→ Your goal
Put each line of the material below into a Markdown table with the columns Row and Line. Number the rows and skip any blank lines.

→ Data provided
==*==
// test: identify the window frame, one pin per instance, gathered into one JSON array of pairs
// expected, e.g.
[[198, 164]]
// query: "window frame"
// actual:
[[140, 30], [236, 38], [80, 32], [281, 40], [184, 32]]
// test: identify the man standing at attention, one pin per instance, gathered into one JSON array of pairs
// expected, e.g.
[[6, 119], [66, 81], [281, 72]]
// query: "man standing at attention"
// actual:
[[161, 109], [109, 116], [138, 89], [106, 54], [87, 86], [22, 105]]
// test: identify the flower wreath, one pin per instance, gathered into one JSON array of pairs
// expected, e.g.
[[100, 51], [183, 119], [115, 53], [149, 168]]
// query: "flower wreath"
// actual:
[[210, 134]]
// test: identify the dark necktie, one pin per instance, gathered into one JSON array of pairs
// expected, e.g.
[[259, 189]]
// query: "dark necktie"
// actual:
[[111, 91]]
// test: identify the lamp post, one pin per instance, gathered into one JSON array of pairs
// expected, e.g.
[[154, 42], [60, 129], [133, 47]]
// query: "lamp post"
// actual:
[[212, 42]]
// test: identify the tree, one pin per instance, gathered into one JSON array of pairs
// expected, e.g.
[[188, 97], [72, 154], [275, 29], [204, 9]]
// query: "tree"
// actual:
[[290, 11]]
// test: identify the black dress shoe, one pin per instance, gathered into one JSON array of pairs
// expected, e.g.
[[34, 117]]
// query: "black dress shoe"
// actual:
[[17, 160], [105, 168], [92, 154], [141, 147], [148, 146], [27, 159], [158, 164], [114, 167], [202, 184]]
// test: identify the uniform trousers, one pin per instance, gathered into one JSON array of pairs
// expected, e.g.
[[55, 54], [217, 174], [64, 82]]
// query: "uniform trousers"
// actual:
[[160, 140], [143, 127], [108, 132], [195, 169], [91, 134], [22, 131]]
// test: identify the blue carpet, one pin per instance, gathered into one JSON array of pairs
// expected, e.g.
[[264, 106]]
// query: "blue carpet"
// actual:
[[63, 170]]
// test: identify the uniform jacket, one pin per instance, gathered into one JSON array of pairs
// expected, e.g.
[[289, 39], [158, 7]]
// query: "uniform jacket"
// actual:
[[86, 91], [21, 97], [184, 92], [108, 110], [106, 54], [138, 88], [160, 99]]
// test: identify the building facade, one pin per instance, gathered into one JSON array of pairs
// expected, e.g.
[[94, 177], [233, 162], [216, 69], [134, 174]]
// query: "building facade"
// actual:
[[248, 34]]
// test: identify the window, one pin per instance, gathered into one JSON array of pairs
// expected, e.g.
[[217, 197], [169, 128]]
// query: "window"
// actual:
==*==
→ Reply to the exercise
| Row | Line |
|---|---|
| 1 | // test: identify the window frame, one pin per instance, gathered into one JSON array of pairs |
| 2 | // expected, e.g. |
| 3 | [[198, 164]] |
| 4 | // query: "window frame" |
| 5 | // actual: |
| 6 | [[140, 30], [236, 38], [80, 32], [281, 40], [184, 32]] |
| 7 | // test: identify the man standing at attention, one pin per instance, gathered into one JSON array of pairs |
| 8 | // expected, e.g. |
| 9 | [[6, 119], [66, 81], [281, 72]] |
| 10 | // query: "man standing at attention" |
| 11 | // actual: |
| 12 | [[161, 109], [109, 116], [138, 89], [106, 54], [87, 86], [22, 105]] |
| 13 | // test: identify the flower wreath, one pin per instance, gathered into one JSON array of pairs |
| 14 | // expected, e.g. |
| 15 | [[100, 51], [183, 119], [115, 53], [149, 168]] |
| 16 | // query: "flower wreath" |
| 17 | // actual: |
| 18 | [[210, 134]] |
| 19 | // test: identify the dark necktie, one pin per instance, gathered into one JSON array of pairs |
| 20 | // expected, e.g. |
| 21 | [[259, 189]] |
| 22 | // query: "dark necktie" |
| 23 | // actual: |
| 24 | [[111, 91]] |
| 25 | // test: identify the lamp post, one pin per instance, gathered into one JSON array of pairs |
| 26 | // expected, e.g. |
| 27 | [[154, 42], [60, 129], [133, 47]] |
| 28 | // query: "lamp post" |
| 29 | // actual: |
| 30 | [[212, 42]] |
| 31 | // test: identify the tree, one pin per instance, gathered into one JSON array of pairs |
| 32 | // expected, e.g. |
| 33 | [[188, 97], [72, 154], [275, 29], [204, 9]] |
| 34 | // query: "tree" |
| 35 | // actual: |
| 36 | [[290, 11]] |
| 37 | // test: identify the black dress shoe, one pin per instance, gathered into one JSON array of pairs |
| 38 | // expected, e.g. |
| 39 | [[34, 117]] |
| 40 | // query: "black dress shoe" |
| 41 | // actual: |
| 42 | [[17, 160], [105, 168], [92, 154], [141, 147], [148, 146], [27, 159], [158, 164], [114, 167], [202, 184]] |
| 43 | // test: identify the uniform trousers, one pin per instance, gathered into one JSON array of pairs |
| 44 | // expected, e.g. |
| 45 | [[55, 54], [217, 174], [64, 82]] |
| 46 | // query: "uniform trousers" |
| 47 | // actual: |
| 48 | [[160, 140], [143, 127], [108, 132], [195, 169], [91, 134], [22, 131]] |
| 49 | // test: identify the blue carpet, one pin per instance, gathered into one JSON array of pairs |
| 50 | // expected, e.g. |
| 51 | [[264, 106]] |
| 52 | // query: "blue carpet" |
| 53 | // actual: |
| 54 | [[63, 170]] |
| 55 | // test: identify the uniform jacket, one pin per instance, gathered into one JSON array of pairs |
| 56 | // expected, e.g. |
| 57 | [[289, 39], [158, 7]] |
| 58 | // query: "uniform jacket" |
| 59 | // actual: |
| 60 | [[86, 91], [21, 97], [184, 92], [108, 110], [106, 54], [138, 88], [160, 99]] |
| 61 | // test: identify the building facade, one pin per instance, gathered into one JSON array of pairs |
| 62 | // expected, e.g. |
| 63 | [[94, 177], [233, 162], [216, 69], [134, 174]] |
| 64 | // query: "building facade" |
| 65 | // actual: |
| 66 | [[248, 34]] |
| 67 | // test: identify the window, one pin per instance, gathered into one JSON array of pairs |
| 68 | // expected, e.g. |
| 69 | [[217, 197], [169, 128]] |
| 70 | // query: "window" |
| 71 | // actual: |